## Written task:
Copy the line containing "Question. For every instance of the blue signboard", then all lines after it up to and including the final line of the material, exactly and without additions.

(Point labeling dataset excerpts)
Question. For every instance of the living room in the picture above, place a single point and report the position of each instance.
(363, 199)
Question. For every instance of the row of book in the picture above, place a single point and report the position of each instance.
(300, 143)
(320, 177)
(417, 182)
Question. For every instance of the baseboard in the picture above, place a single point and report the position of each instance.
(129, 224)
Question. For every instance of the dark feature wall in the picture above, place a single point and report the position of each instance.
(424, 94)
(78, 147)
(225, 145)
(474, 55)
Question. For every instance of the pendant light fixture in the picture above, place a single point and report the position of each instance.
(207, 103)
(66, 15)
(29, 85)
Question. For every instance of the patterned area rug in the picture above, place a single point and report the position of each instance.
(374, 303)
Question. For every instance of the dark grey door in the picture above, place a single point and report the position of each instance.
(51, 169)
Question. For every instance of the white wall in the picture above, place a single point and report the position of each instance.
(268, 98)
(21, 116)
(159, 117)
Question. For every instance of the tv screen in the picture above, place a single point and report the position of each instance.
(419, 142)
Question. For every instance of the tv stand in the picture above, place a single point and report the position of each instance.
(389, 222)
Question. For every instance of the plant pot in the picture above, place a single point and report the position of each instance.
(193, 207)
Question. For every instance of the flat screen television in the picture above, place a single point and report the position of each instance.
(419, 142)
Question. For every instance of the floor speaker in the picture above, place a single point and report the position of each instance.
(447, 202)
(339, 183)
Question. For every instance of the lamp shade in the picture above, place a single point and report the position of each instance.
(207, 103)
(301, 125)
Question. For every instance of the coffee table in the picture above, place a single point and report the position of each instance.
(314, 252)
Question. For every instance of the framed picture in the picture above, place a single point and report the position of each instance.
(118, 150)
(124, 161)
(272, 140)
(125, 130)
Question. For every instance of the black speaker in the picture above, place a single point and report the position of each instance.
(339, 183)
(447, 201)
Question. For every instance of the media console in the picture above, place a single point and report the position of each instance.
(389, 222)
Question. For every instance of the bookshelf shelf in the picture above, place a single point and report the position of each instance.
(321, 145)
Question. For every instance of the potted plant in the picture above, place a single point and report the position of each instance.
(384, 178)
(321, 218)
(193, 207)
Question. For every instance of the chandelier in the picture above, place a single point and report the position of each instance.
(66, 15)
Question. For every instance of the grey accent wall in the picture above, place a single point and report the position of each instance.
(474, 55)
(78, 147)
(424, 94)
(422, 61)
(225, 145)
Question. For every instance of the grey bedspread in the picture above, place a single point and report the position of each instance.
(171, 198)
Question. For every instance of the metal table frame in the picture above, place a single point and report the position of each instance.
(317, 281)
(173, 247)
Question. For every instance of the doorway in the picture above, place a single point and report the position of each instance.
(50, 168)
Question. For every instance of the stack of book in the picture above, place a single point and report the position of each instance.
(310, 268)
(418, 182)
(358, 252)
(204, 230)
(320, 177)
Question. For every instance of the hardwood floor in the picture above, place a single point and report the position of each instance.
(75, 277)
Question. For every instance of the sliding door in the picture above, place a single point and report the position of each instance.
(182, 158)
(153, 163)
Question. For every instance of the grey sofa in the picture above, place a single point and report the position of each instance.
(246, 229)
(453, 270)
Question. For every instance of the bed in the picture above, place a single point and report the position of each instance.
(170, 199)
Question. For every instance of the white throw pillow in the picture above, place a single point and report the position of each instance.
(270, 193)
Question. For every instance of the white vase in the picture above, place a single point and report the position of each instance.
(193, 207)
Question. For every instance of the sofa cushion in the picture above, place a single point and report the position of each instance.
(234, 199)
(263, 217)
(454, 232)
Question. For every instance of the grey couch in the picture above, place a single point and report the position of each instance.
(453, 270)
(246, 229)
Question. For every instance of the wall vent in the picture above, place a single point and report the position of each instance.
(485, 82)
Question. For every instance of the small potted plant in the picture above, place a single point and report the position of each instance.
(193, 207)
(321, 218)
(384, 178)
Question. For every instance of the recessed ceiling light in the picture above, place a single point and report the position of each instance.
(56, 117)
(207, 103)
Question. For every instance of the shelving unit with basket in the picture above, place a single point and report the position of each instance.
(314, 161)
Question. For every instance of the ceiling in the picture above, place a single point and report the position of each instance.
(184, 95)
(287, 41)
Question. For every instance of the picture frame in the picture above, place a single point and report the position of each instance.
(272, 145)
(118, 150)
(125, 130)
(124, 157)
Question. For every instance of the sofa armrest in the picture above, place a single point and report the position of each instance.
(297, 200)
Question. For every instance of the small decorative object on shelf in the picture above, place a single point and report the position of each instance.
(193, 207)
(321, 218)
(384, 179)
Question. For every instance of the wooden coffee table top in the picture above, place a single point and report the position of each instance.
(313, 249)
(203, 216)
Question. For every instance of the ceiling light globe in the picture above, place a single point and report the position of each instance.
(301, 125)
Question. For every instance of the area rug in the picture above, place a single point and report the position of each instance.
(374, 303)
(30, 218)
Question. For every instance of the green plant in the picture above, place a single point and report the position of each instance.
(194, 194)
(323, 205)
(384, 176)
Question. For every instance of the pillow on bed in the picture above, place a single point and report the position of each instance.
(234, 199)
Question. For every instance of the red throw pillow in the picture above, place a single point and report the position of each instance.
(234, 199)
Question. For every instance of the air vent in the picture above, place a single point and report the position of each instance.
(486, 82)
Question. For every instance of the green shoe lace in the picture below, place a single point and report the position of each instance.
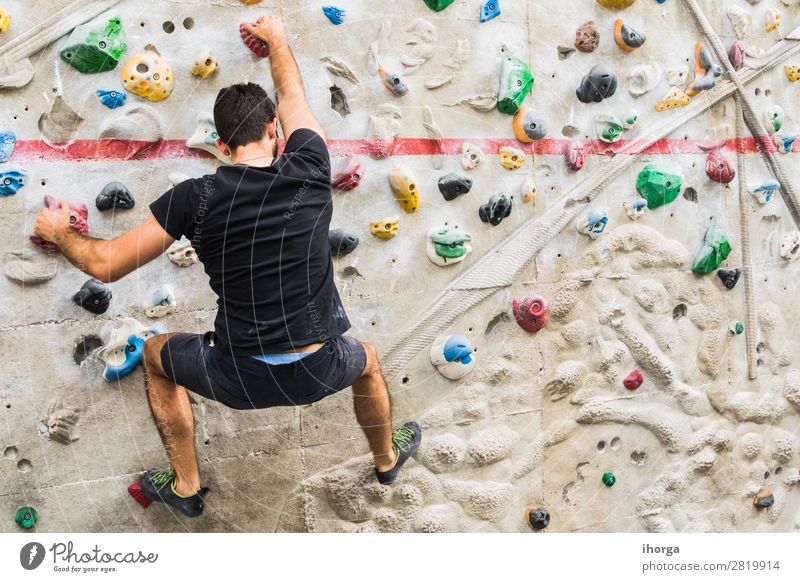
(164, 477)
(402, 438)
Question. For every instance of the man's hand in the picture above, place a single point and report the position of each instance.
(54, 225)
(269, 29)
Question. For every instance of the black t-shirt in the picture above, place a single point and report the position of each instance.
(262, 236)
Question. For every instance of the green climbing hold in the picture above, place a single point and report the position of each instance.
(26, 516)
(95, 48)
(658, 186)
(438, 5)
(716, 249)
(516, 81)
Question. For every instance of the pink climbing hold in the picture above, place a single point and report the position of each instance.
(633, 380)
(349, 178)
(736, 55)
(258, 46)
(77, 221)
(576, 156)
(531, 313)
(718, 168)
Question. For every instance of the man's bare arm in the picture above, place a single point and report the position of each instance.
(107, 260)
(293, 109)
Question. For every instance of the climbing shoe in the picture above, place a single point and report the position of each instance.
(405, 441)
(159, 485)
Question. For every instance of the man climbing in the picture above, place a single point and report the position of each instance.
(260, 228)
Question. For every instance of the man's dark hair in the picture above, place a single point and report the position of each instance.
(241, 114)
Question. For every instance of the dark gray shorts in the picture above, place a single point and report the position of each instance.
(243, 383)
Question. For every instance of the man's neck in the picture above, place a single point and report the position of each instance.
(260, 154)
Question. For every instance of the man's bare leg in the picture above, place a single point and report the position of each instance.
(374, 410)
(172, 411)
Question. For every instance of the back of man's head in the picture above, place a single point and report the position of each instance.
(241, 114)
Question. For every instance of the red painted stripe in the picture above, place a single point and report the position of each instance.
(114, 150)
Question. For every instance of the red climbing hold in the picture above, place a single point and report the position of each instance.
(135, 491)
(531, 313)
(258, 46)
(576, 156)
(633, 380)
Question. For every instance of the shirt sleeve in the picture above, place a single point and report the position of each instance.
(305, 147)
(173, 209)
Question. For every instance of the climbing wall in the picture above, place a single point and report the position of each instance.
(661, 395)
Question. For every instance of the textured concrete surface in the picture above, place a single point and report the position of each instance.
(543, 416)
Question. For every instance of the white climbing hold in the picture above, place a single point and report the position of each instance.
(424, 37)
(471, 156)
(340, 69)
(182, 253)
(644, 77)
(205, 137)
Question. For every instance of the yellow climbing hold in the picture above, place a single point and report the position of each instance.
(511, 158)
(675, 98)
(619, 4)
(385, 228)
(405, 188)
(148, 75)
(772, 20)
(205, 64)
(5, 21)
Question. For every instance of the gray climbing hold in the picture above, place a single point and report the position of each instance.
(339, 101)
(114, 195)
(342, 242)
(93, 296)
(494, 211)
(599, 84)
(453, 185)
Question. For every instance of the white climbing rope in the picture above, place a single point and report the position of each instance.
(747, 262)
(15, 69)
(500, 266)
(754, 122)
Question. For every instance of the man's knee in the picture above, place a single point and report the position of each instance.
(372, 367)
(151, 355)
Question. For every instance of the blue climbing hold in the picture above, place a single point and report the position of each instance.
(7, 141)
(111, 98)
(134, 350)
(457, 348)
(11, 181)
(334, 14)
(491, 9)
(133, 357)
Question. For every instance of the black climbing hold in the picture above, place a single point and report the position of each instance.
(763, 499)
(339, 101)
(342, 242)
(494, 211)
(600, 83)
(93, 296)
(537, 517)
(114, 195)
(452, 186)
(729, 277)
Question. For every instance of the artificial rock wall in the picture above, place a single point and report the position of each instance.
(542, 416)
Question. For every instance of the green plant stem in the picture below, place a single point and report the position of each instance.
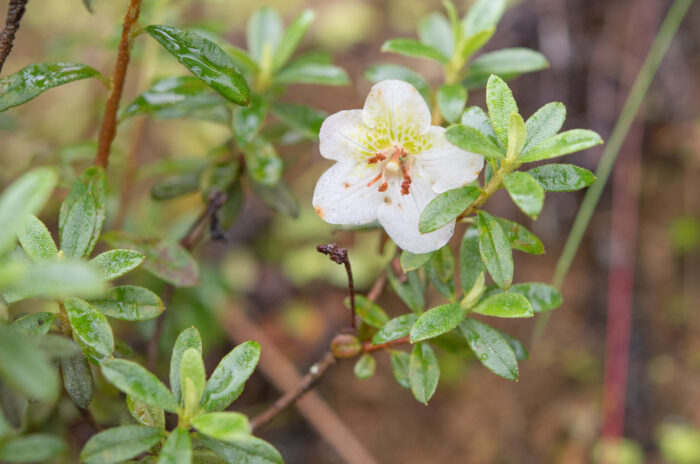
(627, 116)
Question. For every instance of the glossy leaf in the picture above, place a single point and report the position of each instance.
(501, 104)
(562, 177)
(177, 448)
(188, 338)
(129, 303)
(247, 450)
(35, 79)
(526, 192)
(451, 99)
(470, 139)
(437, 321)
(91, 330)
(397, 327)
(83, 213)
(205, 60)
(504, 305)
(138, 383)
(563, 144)
(495, 250)
(424, 372)
(413, 48)
(77, 380)
(119, 444)
(229, 377)
(115, 263)
(520, 238)
(545, 123)
(365, 366)
(492, 350)
(24, 196)
(470, 264)
(444, 208)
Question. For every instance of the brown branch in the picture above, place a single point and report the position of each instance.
(109, 123)
(15, 11)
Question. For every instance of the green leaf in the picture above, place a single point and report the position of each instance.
(166, 260)
(37, 447)
(495, 250)
(224, 426)
(248, 450)
(413, 48)
(145, 414)
(369, 311)
(470, 264)
(483, 14)
(307, 72)
(562, 177)
(24, 196)
(437, 321)
(542, 297)
(83, 213)
(435, 31)
(307, 121)
(410, 291)
(136, 381)
(34, 324)
(491, 348)
(188, 338)
(36, 241)
(292, 37)
(504, 305)
(35, 79)
(424, 372)
(396, 328)
(411, 262)
(129, 303)
(91, 330)
(400, 367)
(545, 123)
(506, 63)
(365, 367)
(119, 444)
(229, 377)
(520, 238)
(24, 368)
(174, 97)
(563, 144)
(177, 448)
(205, 60)
(264, 31)
(382, 72)
(451, 100)
(77, 380)
(444, 208)
(501, 104)
(470, 139)
(115, 263)
(526, 192)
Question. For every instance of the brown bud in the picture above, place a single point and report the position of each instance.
(345, 346)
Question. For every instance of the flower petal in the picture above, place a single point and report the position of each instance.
(399, 215)
(395, 109)
(445, 165)
(343, 197)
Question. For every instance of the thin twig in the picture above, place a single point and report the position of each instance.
(109, 123)
(15, 11)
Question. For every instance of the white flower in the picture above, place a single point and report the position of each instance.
(390, 163)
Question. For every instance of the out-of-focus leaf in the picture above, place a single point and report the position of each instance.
(204, 59)
(35, 79)
(119, 444)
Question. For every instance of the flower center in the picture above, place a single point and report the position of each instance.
(394, 161)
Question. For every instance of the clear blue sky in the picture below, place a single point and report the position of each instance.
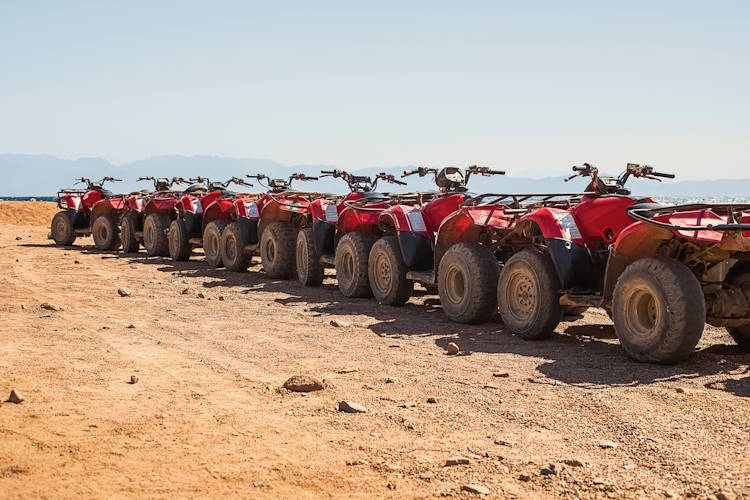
(528, 86)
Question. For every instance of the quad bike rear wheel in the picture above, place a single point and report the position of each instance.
(352, 253)
(62, 229)
(128, 226)
(659, 310)
(179, 243)
(387, 273)
(233, 253)
(740, 278)
(309, 269)
(155, 239)
(105, 233)
(467, 279)
(277, 250)
(212, 242)
(528, 295)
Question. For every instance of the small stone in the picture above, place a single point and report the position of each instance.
(15, 397)
(573, 462)
(351, 407)
(477, 489)
(550, 470)
(303, 383)
(451, 461)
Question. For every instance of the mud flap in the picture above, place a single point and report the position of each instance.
(323, 236)
(248, 230)
(416, 250)
(573, 264)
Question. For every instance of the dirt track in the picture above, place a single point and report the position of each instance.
(207, 416)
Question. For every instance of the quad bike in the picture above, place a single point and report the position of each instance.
(661, 271)
(406, 254)
(90, 211)
(269, 226)
(138, 206)
(343, 231)
(202, 215)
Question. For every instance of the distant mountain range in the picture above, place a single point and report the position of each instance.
(43, 175)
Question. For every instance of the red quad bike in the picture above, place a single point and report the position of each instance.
(662, 271)
(139, 205)
(90, 211)
(268, 221)
(342, 233)
(201, 218)
(407, 253)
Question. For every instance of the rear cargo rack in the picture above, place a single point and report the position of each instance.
(732, 211)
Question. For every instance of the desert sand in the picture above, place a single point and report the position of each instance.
(208, 415)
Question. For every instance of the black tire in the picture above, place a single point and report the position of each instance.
(387, 273)
(352, 254)
(277, 250)
(309, 269)
(62, 229)
(106, 233)
(467, 279)
(179, 241)
(528, 295)
(128, 227)
(740, 276)
(233, 253)
(212, 242)
(659, 310)
(155, 239)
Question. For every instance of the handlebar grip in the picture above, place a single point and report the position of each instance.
(660, 174)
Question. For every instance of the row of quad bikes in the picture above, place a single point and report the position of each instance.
(661, 272)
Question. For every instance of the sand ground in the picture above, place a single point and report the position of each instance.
(208, 415)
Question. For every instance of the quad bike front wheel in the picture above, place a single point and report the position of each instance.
(352, 253)
(155, 229)
(309, 269)
(387, 273)
(528, 295)
(277, 250)
(233, 254)
(212, 242)
(105, 233)
(63, 232)
(128, 225)
(467, 280)
(659, 310)
(740, 278)
(179, 244)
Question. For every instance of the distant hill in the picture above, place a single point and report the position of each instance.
(43, 175)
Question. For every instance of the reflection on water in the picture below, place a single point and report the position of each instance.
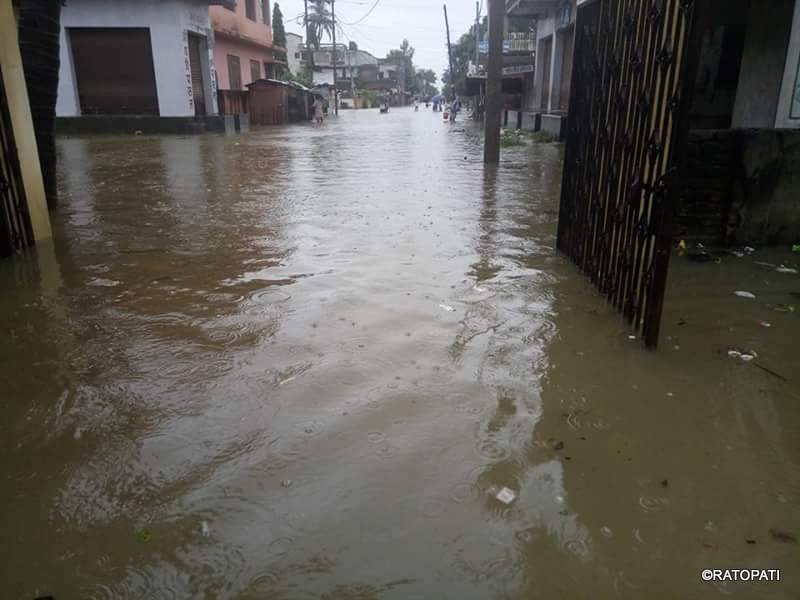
(294, 364)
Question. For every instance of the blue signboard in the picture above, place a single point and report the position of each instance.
(483, 47)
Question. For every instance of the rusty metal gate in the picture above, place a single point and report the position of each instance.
(628, 116)
(15, 223)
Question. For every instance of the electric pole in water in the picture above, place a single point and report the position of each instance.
(450, 56)
(333, 28)
(494, 83)
(309, 50)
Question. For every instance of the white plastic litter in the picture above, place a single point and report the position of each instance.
(506, 496)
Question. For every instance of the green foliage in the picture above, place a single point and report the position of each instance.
(320, 21)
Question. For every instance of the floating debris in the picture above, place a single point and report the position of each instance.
(782, 536)
(144, 535)
(506, 495)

## Problem solution:
Question. For every instance of the blue signboard in the picture above, place a single point and report the position of each instance.
(483, 47)
Question. For every instance of the rusty metal gate in the picture above, place a single point and report the position of each instance.
(628, 116)
(15, 223)
Question. For every instance of the electric pole in water in the picture above, place a single point and report the position of each instance.
(450, 56)
(333, 28)
(494, 83)
(309, 50)
Question. For every instance of the white plastic litter in the picture above, place a single point and report the position of each instance.
(506, 496)
Question. For every instance of the green foliage in the picture above, place a single point and report the position of each instance.
(320, 21)
Question. For every instance of the floating debris in the picture above, place a single point and report the position of each instance.
(782, 536)
(144, 535)
(506, 495)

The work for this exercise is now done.